WRITTEN PROBLEM: Transcribe the records exactly. Pictures do not belong in the transcription.

DATASET EXCERPTS:
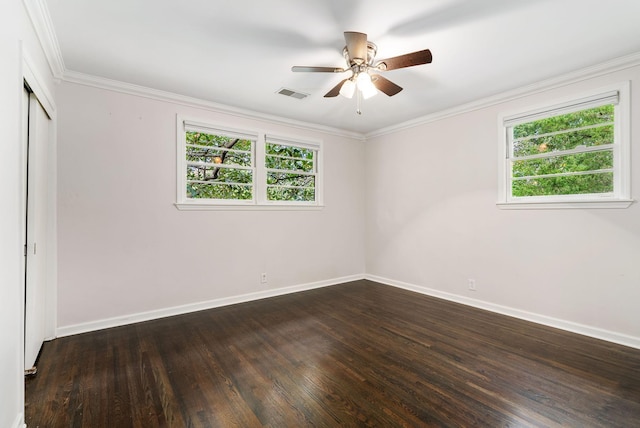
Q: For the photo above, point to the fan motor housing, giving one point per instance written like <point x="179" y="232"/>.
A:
<point x="372" y="49"/>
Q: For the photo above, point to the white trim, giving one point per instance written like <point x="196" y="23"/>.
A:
<point x="44" y="95"/>
<point x="199" y="306"/>
<point x="158" y="95"/>
<point x="199" y="206"/>
<point x="36" y="83"/>
<point x="40" y="18"/>
<point x="585" y="330"/>
<point x="598" y="70"/>
<point x="549" y="205"/>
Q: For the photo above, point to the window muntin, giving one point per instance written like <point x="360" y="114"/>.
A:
<point x="576" y="151"/>
<point x="291" y="172"/>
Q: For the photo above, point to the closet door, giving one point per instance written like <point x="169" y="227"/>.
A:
<point x="38" y="123"/>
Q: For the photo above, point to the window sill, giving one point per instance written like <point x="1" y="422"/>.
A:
<point x="555" y="205"/>
<point x="191" y="206"/>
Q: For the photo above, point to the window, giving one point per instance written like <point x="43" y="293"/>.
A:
<point x="221" y="167"/>
<point x="568" y="155"/>
<point x="291" y="171"/>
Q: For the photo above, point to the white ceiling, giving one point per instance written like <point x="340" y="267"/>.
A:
<point x="239" y="53"/>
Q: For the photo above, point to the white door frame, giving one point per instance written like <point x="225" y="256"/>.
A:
<point x="40" y="90"/>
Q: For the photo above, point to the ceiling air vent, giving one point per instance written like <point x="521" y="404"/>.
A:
<point x="293" y="94"/>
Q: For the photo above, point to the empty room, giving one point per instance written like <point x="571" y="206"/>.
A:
<point x="322" y="213"/>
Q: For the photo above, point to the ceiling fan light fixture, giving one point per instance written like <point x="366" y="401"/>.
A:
<point x="348" y="88"/>
<point x="366" y="86"/>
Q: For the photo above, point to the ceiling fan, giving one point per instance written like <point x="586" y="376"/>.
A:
<point x="365" y="78"/>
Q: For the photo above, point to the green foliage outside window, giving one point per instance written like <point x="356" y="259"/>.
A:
<point x="212" y="167"/>
<point x="546" y="142"/>
<point x="290" y="173"/>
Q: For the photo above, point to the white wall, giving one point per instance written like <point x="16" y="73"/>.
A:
<point x="11" y="365"/>
<point x="124" y="248"/>
<point x="433" y="223"/>
<point x="17" y="39"/>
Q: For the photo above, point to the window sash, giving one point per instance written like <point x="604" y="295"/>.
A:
<point x="259" y="173"/>
<point x="617" y="94"/>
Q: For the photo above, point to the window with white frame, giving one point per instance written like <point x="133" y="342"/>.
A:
<point x="222" y="167"/>
<point x="570" y="154"/>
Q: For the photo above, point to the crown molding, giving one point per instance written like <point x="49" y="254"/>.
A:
<point x="159" y="95"/>
<point x="608" y="67"/>
<point x="41" y="21"/>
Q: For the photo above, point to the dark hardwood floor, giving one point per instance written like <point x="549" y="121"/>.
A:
<point x="358" y="354"/>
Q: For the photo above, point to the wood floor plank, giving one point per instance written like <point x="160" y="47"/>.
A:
<point x="356" y="354"/>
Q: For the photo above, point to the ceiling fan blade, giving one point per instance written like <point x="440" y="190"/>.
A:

SOLUTION FOR THIS PROBLEM:
Q: For the photo above, point to the fan motor housing, giving one point per instance written like <point x="179" y="232"/>.
A:
<point x="372" y="49"/>
Q: For the photo above, point to the white trim, giving one point per instance written like <point x="196" y="23"/>.
A:
<point x="44" y="95"/>
<point x="199" y="306"/>
<point x="158" y="95"/>
<point x="199" y="206"/>
<point x="36" y="83"/>
<point x="40" y="18"/>
<point x="585" y="330"/>
<point x="598" y="70"/>
<point x="549" y="205"/>
Q: For the photo above, point to the window muntin, giving one point per instance written like <point x="360" y="114"/>.
A:
<point x="576" y="151"/>
<point x="291" y="172"/>
Q: For the photo above, point to the closet door, giving one point per instance written like <point x="169" y="227"/>.
A:
<point x="38" y="123"/>
Q: For the photo above, point to the window sill, giving one point per instance written like <point x="1" y="422"/>.
A:
<point x="555" y="205"/>
<point x="191" y="206"/>
Q: For the photo above, point to the window, giving one point per instance written like <point x="43" y="293"/>.
A:
<point x="221" y="167"/>
<point x="568" y="155"/>
<point x="291" y="171"/>
Q: For the photo above, point to the white ceiling, giving one point per instance written like <point x="340" y="267"/>.
A:
<point x="239" y="53"/>
Q: For the photo above, point to the white door frame, giving one point per instance written like <point x="225" y="256"/>.
A:
<point x="40" y="90"/>
Q: For the photo above, point to the ceiling air vent, giving one point per instance written like <point x="521" y="404"/>.
A:
<point x="293" y="94"/>
Q: For the photo above, point to the empty room, giving one point per instance written like <point x="571" y="206"/>.
A:
<point x="322" y="213"/>
Q: For the photo above, point to the ceiling fan light fixture, giving one point per instance written like <point x="366" y="401"/>.
A:
<point x="348" y="88"/>
<point x="366" y="86"/>
Q: For the photo above, point to the ceiling fan, giving one point per instance written like <point x="586" y="376"/>.
A:
<point x="365" y="78"/>
Q: For the photo above, point to the green foliage outside window, giving one point per instance written like <point x="356" y="259"/>.
A:
<point x="212" y="167"/>
<point x="546" y="142"/>
<point x="290" y="173"/>
Q: For the photo above, point to the white wall, giving one point per instance written like <point x="16" y="73"/>.
A:
<point x="11" y="365"/>
<point x="124" y="248"/>
<point x="433" y="223"/>
<point x="17" y="39"/>
Q: For the photo above, point to the window sash, giving one point per instance written like <point x="604" y="295"/>.
A:
<point x="259" y="173"/>
<point x="617" y="94"/>
Q: For the photo above, point to the window with white frame, giving one point per instance written like <point x="133" y="342"/>.
A:
<point x="222" y="167"/>
<point x="570" y="154"/>
Q: For the photo above, point to the crown molding, giving one point per instance written like <point x="49" y="254"/>.
A:
<point x="159" y="95"/>
<point x="608" y="67"/>
<point x="41" y="21"/>
Q: For the photo above, point to the dark hardwood floor, giving one point per instance written like <point x="549" y="121"/>.
A:
<point x="358" y="354"/>
Q: For the photo above, point to the wood floor plank, giving one point per instance written like <point x="160" y="47"/>.
A:
<point x="356" y="354"/>
Q: For the photo above, point to the ceiling fan blade, giving one point per instance written like <point x="440" y="190"/>.
A:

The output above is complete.